[Exercise inputs]
════════

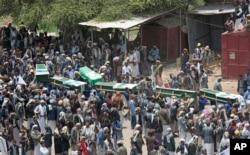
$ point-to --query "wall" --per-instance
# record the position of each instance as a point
(166, 39)
(205, 29)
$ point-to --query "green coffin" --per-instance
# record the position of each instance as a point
(69, 83)
(176, 92)
(91, 76)
(42, 74)
(218, 96)
(113, 86)
(105, 86)
(122, 86)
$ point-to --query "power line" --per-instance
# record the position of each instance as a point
(198, 21)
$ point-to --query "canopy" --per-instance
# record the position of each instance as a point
(126, 24)
(69, 82)
(91, 76)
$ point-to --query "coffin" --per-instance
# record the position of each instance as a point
(42, 73)
(68, 83)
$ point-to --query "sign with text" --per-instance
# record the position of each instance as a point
(239, 146)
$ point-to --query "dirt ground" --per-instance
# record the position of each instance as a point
(229, 86)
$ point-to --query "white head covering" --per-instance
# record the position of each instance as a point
(137, 126)
(33, 127)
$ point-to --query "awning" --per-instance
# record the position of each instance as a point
(91, 76)
(126, 24)
(213, 9)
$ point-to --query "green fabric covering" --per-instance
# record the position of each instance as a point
(91, 76)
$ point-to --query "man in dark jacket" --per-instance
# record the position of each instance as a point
(168, 141)
(58, 140)
(52, 114)
(48, 138)
(208, 136)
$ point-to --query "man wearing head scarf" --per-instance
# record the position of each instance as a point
(15, 125)
(75, 136)
(52, 114)
(225, 142)
(217, 84)
(151, 140)
(182, 125)
(192, 145)
(157, 126)
(137, 138)
(182, 148)
(246, 131)
(169, 142)
(36, 136)
(156, 75)
(41, 110)
(208, 136)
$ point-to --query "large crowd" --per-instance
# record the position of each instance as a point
(34, 115)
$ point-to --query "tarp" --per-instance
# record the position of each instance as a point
(126, 24)
(91, 76)
(213, 9)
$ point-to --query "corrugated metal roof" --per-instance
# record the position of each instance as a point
(126, 24)
(213, 9)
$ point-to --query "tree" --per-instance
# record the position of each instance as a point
(67, 14)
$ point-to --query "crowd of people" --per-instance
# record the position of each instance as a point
(92, 122)
(241, 18)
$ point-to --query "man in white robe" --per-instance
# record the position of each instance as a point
(42, 115)
(138, 61)
(3, 146)
(132, 63)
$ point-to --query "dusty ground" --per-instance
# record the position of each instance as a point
(229, 86)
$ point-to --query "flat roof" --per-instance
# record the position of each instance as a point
(126, 24)
(213, 9)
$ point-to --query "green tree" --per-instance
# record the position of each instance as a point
(66, 14)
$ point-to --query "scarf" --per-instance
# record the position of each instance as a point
(84, 148)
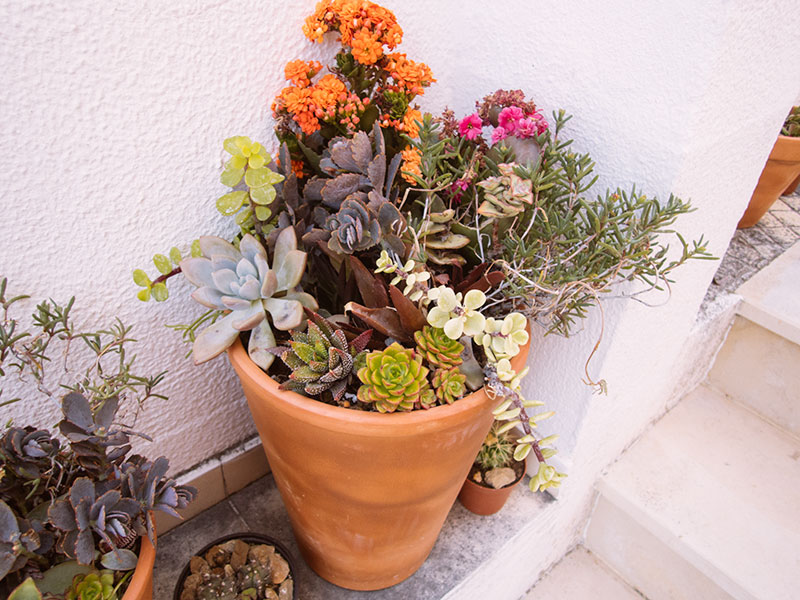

════════

[Task statement] Search the listing for the string "head". Copy each line where it is found.

[Reply]
$ point-to --query "white head covering" --per-instance
$ point-to --query "man wearing head scarf" --per-instance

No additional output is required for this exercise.